- _Exercise goal_
All of the records below should be retyped exactly, with no pictures included.

Stored records:
'''

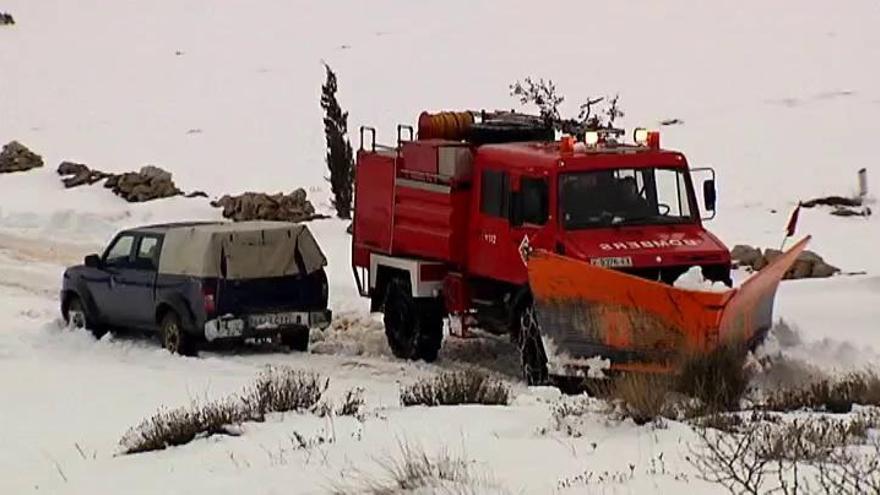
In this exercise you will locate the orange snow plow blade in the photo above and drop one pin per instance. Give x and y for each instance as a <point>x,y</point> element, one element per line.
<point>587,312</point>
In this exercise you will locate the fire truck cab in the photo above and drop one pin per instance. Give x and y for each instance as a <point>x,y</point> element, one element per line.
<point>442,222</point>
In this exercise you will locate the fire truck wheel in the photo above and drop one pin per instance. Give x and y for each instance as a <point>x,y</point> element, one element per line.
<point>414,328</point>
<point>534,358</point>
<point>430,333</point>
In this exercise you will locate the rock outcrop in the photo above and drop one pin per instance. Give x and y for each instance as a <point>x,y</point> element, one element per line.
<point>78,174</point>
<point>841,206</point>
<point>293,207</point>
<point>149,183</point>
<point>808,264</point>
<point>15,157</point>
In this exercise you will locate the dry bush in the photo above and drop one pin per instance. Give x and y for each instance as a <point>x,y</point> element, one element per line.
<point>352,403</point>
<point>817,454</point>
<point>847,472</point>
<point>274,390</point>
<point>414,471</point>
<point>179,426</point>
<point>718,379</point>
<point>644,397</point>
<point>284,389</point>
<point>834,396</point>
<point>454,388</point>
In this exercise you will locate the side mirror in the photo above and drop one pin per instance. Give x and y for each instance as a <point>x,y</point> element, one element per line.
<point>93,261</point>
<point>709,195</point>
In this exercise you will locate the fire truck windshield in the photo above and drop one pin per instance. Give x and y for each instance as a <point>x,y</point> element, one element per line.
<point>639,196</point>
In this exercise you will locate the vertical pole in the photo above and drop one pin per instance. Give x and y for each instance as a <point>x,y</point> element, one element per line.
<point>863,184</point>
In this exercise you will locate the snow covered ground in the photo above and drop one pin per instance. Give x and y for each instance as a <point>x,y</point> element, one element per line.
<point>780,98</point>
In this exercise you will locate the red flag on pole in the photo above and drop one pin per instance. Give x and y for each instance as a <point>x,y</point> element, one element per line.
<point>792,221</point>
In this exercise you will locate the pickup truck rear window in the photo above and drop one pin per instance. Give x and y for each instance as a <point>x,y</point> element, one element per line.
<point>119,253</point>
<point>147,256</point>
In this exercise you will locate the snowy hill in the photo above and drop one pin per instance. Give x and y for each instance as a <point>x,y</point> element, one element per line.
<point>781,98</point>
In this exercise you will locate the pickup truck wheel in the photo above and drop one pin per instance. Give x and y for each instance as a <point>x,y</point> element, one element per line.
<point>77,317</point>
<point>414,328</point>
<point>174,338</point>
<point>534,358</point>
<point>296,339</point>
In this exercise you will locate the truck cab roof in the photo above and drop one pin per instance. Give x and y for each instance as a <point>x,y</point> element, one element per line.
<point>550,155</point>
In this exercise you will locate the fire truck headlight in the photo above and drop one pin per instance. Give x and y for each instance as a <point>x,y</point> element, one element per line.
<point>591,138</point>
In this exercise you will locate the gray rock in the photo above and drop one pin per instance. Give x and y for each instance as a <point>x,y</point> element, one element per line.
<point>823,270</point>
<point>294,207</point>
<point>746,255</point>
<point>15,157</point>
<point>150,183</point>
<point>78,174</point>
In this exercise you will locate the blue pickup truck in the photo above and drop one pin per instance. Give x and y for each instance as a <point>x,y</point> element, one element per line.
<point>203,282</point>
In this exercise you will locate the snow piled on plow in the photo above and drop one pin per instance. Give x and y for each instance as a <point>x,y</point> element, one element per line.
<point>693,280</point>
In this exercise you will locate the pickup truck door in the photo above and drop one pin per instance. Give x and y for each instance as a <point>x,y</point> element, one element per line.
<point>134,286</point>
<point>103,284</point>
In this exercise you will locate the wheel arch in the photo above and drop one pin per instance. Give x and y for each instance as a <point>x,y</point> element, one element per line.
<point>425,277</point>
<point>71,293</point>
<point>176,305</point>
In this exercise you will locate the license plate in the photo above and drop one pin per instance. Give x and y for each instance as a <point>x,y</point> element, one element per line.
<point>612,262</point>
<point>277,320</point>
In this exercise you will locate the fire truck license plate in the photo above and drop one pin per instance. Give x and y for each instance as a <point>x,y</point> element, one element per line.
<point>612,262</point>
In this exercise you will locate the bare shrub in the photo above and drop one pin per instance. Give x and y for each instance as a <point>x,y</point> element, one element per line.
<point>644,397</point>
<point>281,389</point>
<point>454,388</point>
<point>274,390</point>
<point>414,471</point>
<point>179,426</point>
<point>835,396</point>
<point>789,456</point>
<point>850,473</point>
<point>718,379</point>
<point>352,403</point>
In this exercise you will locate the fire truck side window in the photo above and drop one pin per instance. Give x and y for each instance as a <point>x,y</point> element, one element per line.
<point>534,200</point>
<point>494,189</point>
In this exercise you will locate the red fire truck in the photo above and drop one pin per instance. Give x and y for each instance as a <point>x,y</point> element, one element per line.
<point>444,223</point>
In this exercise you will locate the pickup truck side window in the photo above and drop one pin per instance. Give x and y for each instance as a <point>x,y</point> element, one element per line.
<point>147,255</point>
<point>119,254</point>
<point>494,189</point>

'''

- _Written solution_
In this exercise you will locate the orange snow plow blade in the photo above and drop one pin per instance. Give x and y for each instance as a <point>x,y</point> element, one element per line.
<point>587,312</point>
In this exercise you will locate the fire truck cab in the photo above and drop one pin per instance. Give x and y for each instance as a <point>x,y</point> element, one element per line.
<point>442,222</point>
In this exercise you will locate the fire truck wheel in the photo above and drop one pin per instance. Give x and y for each instance as a <point>x,y</point> element, one element per line.
<point>414,328</point>
<point>534,358</point>
<point>430,333</point>
In this exercise you will locate the rock outcrop in the photo above and drop one pin per instance. Give x and y for each instance as a <point>x,y</point> element, one element per line.
<point>78,174</point>
<point>841,206</point>
<point>293,207</point>
<point>149,183</point>
<point>808,264</point>
<point>15,157</point>
In this exercise you will locate the dry bush in the photo above and drop one pin per instance. Give x and y for each instance as a <point>x,y</point> element, one element per line.
<point>352,403</point>
<point>817,454</point>
<point>847,472</point>
<point>274,390</point>
<point>414,471</point>
<point>179,426</point>
<point>718,379</point>
<point>644,397</point>
<point>284,389</point>
<point>834,396</point>
<point>454,388</point>
In this exercise you will locate the side mirror in the photo above and drop one pin per instance. Give x and y for each instance as a <point>x,y</point> element, one element per line.
<point>93,261</point>
<point>709,195</point>
In this exercise you will locate the fire truck windshield in the photo above and drop one pin per instance. Give x and y for each instance as a <point>x,y</point> element, one element per line.
<point>639,196</point>
In this exercise you will locate the vertical pole in the photo above and drop one pin per instance. Give x and y for each instance as a <point>x,y</point> element, one element per line.
<point>863,184</point>
In this exercise you will locate the snow covered ground in the photo above and drop one pin per instance. Give x and y for each instance as a <point>x,y</point> element, one element per line.
<point>780,98</point>
In this exercise you will locate the red flag on pole in the photo above and drop one pin per instance. Give x and y for each instance as a <point>x,y</point> element, one element per line.
<point>792,221</point>
In this exercise you will locate the pickup truck rear window in the photo above and drop one pin per instance. Give x and y for each instance as a <point>x,y</point> element, one element per line.
<point>119,253</point>
<point>147,256</point>
In this exercise you will locate the snowy hill in the photo above and drop one pin per instance. Give x and y for each instance as a <point>x,y</point> element, one element per line.
<point>781,98</point>
In this exercise you will locate the pickup truck wheel in the photo above and drop one pin per instance. Give x and y for each instance as a <point>x,y</point> element, one element per line.
<point>77,317</point>
<point>414,328</point>
<point>174,338</point>
<point>534,358</point>
<point>296,339</point>
In this exercise you will locate the truck cab roof in the photo above and drop one pin per instance. Give x and y for each instance as a <point>x,y</point> element, one element per line.
<point>550,155</point>
In this exercise you will locate the fire truck headlight in the photo above and drop one pin per instance. Give x and y for each instance as a <point>x,y</point> element, one element per line.
<point>591,138</point>
In this exercise you will locate the gray rock in the photo above and drop one pin per instance. Give x and y for each instance as a <point>x,y</point> element, one element per line.
<point>823,270</point>
<point>294,207</point>
<point>746,255</point>
<point>15,157</point>
<point>150,183</point>
<point>78,174</point>
In this exercise you will locate the blue pickup truck in the photo above and drop one pin per instance. Give x and y for each instance as a <point>x,y</point> element, one element per line.
<point>203,282</point>
In this exercise you will locate the snow piled on plow in the photo above and drop one pin per instance. Give x and y for each instance as a <point>x,y</point> element, one element per line.
<point>693,280</point>
In this exercise you will locate the pickup truck door in the photo above and drop one pin per instance. Give x and y for each instance as a <point>x,y</point> element, one element per line.
<point>134,286</point>
<point>103,284</point>
In this exercise you will locate the wheel arch in the photo above and drop one pin per instance. Give x and y for each instance as a <point>x,y</point> element, one element per line.
<point>425,277</point>
<point>71,293</point>
<point>176,305</point>
In this exercise you will locate the license plate in the photo above and drop one pin per instance. Give x and y for each instance as a <point>x,y</point> element, one element per line.
<point>612,262</point>
<point>277,320</point>
In this exercise you will locate the fire truck license plate in the photo above and drop one pin per instance. Give x and y for each instance as a <point>x,y</point> element, one element per line.
<point>612,262</point>
In this exercise you will locate the bare shrub in the photo above and drop one pin per instance. Give x and y for each instance as a <point>x,y</point> element, one element per line.
<point>644,397</point>
<point>281,389</point>
<point>454,388</point>
<point>274,390</point>
<point>414,471</point>
<point>179,426</point>
<point>835,396</point>
<point>789,456</point>
<point>850,473</point>
<point>718,379</point>
<point>352,403</point>
In this exercise you will locate the fire truck side window in the photo above and drop one pin per instance. Give x and y for each instance as a <point>x,y</point> element, one element per line.
<point>534,200</point>
<point>494,189</point>
In this exercise you will locate the red fire truck in the photo above and drop one pin per instance. Give x and y for each instance as a <point>x,y</point> element, one element per line.
<point>444,223</point>
In this exercise you will locate the pickup truck side window in the photo above and drop one pin per instance. Give x and y for each instance as a <point>x,y</point> element, one element per line.
<point>147,255</point>
<point>119,254</point>
<point>494,189</point>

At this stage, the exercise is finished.